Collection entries
============

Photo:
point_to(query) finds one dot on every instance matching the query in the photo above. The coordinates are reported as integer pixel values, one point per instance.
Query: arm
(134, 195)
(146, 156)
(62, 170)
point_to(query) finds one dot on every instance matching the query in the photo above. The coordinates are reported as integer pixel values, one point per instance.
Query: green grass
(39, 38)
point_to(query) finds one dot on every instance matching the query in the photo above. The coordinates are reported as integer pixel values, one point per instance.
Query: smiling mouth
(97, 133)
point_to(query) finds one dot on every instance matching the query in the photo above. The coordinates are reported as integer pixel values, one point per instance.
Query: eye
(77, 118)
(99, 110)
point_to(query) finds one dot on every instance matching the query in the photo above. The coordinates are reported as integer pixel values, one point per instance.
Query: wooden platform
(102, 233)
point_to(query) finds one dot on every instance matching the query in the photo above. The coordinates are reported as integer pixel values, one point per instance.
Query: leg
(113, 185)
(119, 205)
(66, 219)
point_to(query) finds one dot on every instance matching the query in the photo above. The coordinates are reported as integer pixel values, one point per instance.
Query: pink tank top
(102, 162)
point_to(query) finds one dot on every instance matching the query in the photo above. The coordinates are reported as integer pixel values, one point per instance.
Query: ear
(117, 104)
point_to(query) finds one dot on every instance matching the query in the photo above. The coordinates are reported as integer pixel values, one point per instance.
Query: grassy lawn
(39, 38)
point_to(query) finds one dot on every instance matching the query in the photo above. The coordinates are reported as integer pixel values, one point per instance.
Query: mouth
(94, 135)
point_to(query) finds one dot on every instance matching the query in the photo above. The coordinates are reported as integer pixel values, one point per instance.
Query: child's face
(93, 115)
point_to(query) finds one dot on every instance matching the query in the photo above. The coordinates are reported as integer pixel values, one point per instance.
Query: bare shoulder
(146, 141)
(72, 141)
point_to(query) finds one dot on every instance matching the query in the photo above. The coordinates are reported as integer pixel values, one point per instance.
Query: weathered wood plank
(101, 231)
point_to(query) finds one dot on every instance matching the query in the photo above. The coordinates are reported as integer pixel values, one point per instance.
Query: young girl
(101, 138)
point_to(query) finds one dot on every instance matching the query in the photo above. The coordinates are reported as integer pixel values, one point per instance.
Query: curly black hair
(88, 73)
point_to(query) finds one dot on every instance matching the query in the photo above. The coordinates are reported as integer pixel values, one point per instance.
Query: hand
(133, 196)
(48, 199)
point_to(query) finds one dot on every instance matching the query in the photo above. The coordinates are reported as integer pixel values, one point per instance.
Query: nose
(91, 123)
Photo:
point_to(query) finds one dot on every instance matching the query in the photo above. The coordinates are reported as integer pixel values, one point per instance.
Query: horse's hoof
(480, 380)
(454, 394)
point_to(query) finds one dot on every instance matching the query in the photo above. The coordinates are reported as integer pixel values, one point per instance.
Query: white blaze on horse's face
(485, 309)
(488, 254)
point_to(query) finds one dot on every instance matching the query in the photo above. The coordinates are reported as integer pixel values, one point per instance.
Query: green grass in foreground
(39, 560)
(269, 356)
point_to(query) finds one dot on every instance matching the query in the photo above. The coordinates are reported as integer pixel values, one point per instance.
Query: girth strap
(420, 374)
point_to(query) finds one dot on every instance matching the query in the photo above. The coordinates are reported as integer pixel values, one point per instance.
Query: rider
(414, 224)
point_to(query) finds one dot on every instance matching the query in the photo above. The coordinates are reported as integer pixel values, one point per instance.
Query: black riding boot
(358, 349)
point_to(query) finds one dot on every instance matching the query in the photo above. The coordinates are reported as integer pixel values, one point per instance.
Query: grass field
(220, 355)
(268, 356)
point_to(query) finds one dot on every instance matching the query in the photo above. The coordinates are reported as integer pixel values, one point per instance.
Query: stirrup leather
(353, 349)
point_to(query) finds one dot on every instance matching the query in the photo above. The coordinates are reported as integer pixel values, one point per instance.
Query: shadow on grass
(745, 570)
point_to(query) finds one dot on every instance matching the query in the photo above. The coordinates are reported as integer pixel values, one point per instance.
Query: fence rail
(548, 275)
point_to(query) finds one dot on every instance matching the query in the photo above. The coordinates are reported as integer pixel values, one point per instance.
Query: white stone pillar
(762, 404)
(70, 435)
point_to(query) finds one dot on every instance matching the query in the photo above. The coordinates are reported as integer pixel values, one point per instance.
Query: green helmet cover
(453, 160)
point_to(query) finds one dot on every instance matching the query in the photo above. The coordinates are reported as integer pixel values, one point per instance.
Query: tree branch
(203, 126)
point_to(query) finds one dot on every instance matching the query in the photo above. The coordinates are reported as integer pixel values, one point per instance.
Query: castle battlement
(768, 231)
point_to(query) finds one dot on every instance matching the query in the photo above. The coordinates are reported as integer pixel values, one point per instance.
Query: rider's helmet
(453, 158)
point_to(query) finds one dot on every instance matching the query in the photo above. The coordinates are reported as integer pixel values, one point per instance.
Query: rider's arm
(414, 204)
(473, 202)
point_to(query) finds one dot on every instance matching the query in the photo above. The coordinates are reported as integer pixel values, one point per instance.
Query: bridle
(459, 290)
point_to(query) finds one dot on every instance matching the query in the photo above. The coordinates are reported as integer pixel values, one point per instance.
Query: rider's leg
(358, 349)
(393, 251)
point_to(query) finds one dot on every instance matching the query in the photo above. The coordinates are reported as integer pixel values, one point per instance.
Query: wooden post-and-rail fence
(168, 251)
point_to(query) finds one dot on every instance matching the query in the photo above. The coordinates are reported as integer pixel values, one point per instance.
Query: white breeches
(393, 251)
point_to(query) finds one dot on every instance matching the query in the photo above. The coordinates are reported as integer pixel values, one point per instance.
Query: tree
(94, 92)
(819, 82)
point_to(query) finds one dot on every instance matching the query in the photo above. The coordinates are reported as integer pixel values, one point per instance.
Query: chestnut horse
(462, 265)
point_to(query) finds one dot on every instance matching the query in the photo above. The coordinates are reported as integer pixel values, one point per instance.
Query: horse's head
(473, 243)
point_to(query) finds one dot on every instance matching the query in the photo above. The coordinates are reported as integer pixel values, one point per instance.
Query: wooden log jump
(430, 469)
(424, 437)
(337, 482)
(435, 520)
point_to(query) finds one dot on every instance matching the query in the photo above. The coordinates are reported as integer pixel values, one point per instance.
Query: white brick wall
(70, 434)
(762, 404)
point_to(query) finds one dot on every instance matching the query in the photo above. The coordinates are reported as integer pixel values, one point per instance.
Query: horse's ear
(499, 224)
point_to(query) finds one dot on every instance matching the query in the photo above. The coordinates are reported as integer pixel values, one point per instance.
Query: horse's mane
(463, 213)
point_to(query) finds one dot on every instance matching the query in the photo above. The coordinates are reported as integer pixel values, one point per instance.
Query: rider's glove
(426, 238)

============

Exercise: The records above are to be given again in full, word for word.

Response area:
Photo:
point_to(query) finds one dot on every instance matching the query in the photo above. The coordinates are reported as integer pixel values, one point per instance.
Query: arm
(134, 195)
(146, 156)
(62, 170)
point_to(query) finds one dot on every instance matching the query in the photo above. The coordinates are reported as integer pixel values, one point per instance.
Query: green grass
(39, 38)
point_to(query) finds one dot on every instance matching the query in the photo above. The coordinates are reported as integer pixel values, one point per instance.
Query: smiling mouth
(97, 133)
point_to(query) finds one dot on every instance matching the query in the photo above. The coordinates are reported as integer pixel values, one point per instance.
Query: eye
(77, 118)
(99, 110)
point_to(query) finds one dot on every instance matching the query in the photo above. The coordinates are reported as integer pixel values, one point per instance.
Query: wooden platform
(102, 233)
point_to(query) finds one dot on every instance matching the query in the photo above. The coordinates are reported as integer pixel values, one point per instance.
Query: leg
(113, 185)
(119, 205)
(66, 219)
point_to(query) finds one dot on every instance matching the query in the photo above. The coordinates are reported as integer pixel values, one point per instance.
Query: pink tank top
(102, 162)
point_to(query) finds one dot on every instance matching the query in the photo above. The coordinates are reported as integer pixel values, one point per instance.
Query: ear
(117, 104)
point_to(query) finds one dot on every instance matching the query in the photo above. The coordinates are reported as integer pixel values, one point per instance.
Query: grassy lawn
(39, 38)
point_to(query) finds one dot on every instance matching the query in the photo above. The coordinates are reported as integer pixel values, one point per instance.
Query: mouth
(94, 135)
point_to(query) finds one dot on every instance matching the query in the photo above. The coordinates are reported as integer pixel values, one point per instance.
Query: child's face
(93, 115)
point_to(query) finds one dot on every instance matching the query in the photo above. The coordinates are reported as integer pixel values, one point per instance.
Query: bare shoulder
(146, 141)
(72, 141)
point_to(query) finds one dot on every instance matching the query in the photo above. The coordinates are reported as integer pixel values, one point per instance.
Query: weathered wood plank
(101, 231)
point_to(query) finds one dot on every instance matching the query in the photo above. The coordinates are reported as integer pixel values, one point per instance.
Query: young girl
(101, 138)
point_to(query) finds one dot on every instance matching the query in the photo above. The coordinates are reported as integer pixel values, one point per instance.
Query: curly black hair
(88, 73)
point_to(query) finds one dot on every instance matching the query in the photo above. The coordinates are reported as integer pixel values, one point per instance.
Query: hand
(133, 196)
(48, 199)
point_to(query) finds one dot on every instance matching the query in the photo above. The coordinates are reported as integer pixel values, one point per instance.
Query: nose
(91, 123)
Photo:
point_to(query) finds one dot on every instance matching the query in the photo above. The coordinates are reported as integer pixel values, one point per instance.
Query: horse's hoof
(480, 380)
(454, 394)
point_to(query) finds one dot on every instance matching the query in the photo above. The coordinates are reported as integer pixel values, one point per instance.
Query: white blaze on horse's face
(485, 309)
(488, 254)
point_to(query) finds one dot on every instance matching the query in the photo above. The coordinates are reported as integer pixel values, one point per instance.
Query: green grass in foreground
(39, 560)
(269, 356)
point_to(query) finds one dot on every instance matching the query in the photo above. The coordinates are reported as integer pixel values, one point per instance.
Query: girth strap
(420, 374)
point_to(query) finds one dot on every instance matching the query in the photo above. The coordinates are reported as integer pixel values, one point per instance.
Query: rider
(414, 224)
point_to(query) finds one dot on every instance matching the query in the photo above. The coordinates are reported as integer pixel values, one point per instance.
Query: black riding boot
(358, 349)
point_to(query) finds one dot on every instance matching the query in the photo above. The coordinates are reported as integer pixel values, one point per instance.
Query: grass field
(220, 355)
(268, 356)
point_to(query) finds one dot on every instance matching the query in the photo above. The coordinates are reported as integer pixel values, one point per instance.
Query: stirrup leather
(353, 349)
point_to(query) finds one dot on every instance matching the query in the photo above. The coordinates are reported as integer pixel values, one point per instance.
Query: shadow on grass
(745, 570)
point_to(query) finds one dot on every instance matching the query in the photo above. The coordinates are reported as integer pixel values, one point per instance.
Query: fence rail
(548, 275)
point_to(query) finds one dot on every instance matching the query in the photo above. The coordinates are reported as integer pixel values, one point per instance.
Query: white stone pillar
(762, 404)
(70, 435)
point_to(query) finds one dot on every instance matching the query in the photo above. The coordinates are reported as integer pixel values, one point per instance.
Query: green helmet cover
(453, 160)
point_to(query) finds one dot on every instance matching the query in the photo above. The coordinates are reported as integer pixel values, one point per instance.
Query: tree branch
(203, 126)
point_to(query) finds one dot on every instance matching the query in the photo above. The coordinates are reported as integer pixel values, one point per instance.
Query: castle battlement
(768, 231)
point_to(query) finds one dot on every instance matching the query in the photo above. The coordinates are reported as integer pixel values, one point per instance.
Query: rider's helmet
(453, 158)
point_to(query) finds one dot on every instance matching the query in the photo above. The coordinates are reported as integer pixel values, one point per instance.
Query: rider's arm
(414, 204)
(473, 202)
point_to(query) finds one dot on every instance matching the query in the photo above. The coordinates are reported as integer pixel values, one point per instance.
Query: bridle
(459, 290)
point_to(query) finds one dot on every instance matching the query in the photo above. The coordinates are reported as integer pixel values, one point per instance.
Query: rider's leg
(358, 349)
(393, 251)
point_to(query) finds one dot on every instance matching the query in the photo above. The coordinates are reported as integer pixel values, one point per instance.
Query: wooden post-and-rail fence
(168, 251)
point_to(query) finds one dot on every instance matching the query in the photo above. The coordinates are reported as integer pixel values, one point per instance.
Query: white breeches
(393, 251)
point_to(query) finds one dot on every instance matching the query in the photo above. The coordinates are reported as integer pixel values, one point per instance.
Query: tree
(94, 92)
(819, 82)
point_to(query) finds one dot on every instance matching the query in the photo above. The coordinates are reported as integer pixel values, one point per instance.
Query: chestnut horse
(462, 265)
point_to(query) finds one dot on every instance matching the query in the photo above. The coordinates are reported as integer pixel values, one point per instance.
Query: horse's head
(473, 243)
point_to(query) finds one dot on every instance matching the query in the photo above. The coordinates are reported as integer pixel values, one point per instance.
Query: wooden log jump
(430, 469)
(424, 437)
(337, 482)
(435, 520)
point_to(query) finds one dot on every instance matching the query in the photo above. The coordinates are reported as integer pixel values, one point per instance.
Query: white brick wall
(70, 434)
(762, 404)
point_to(query) finds one dot on every instance matching the query in the photo above. The coordinates are reported as integer pixel values, one point per instance.
Query: horse's ear
(499, 224)
point_to(query) finds one dot on every instance matching the query in the photo above. The coordinates are reported as integer pixel values, one point per instance.
Query: horse's mane
(463, 213)
point_to(query) finds one dot on every instance matching the query in the photo above. The coordinates are reported as integer pixel values, one point per instance.
Query: rider's glove
(426, 238)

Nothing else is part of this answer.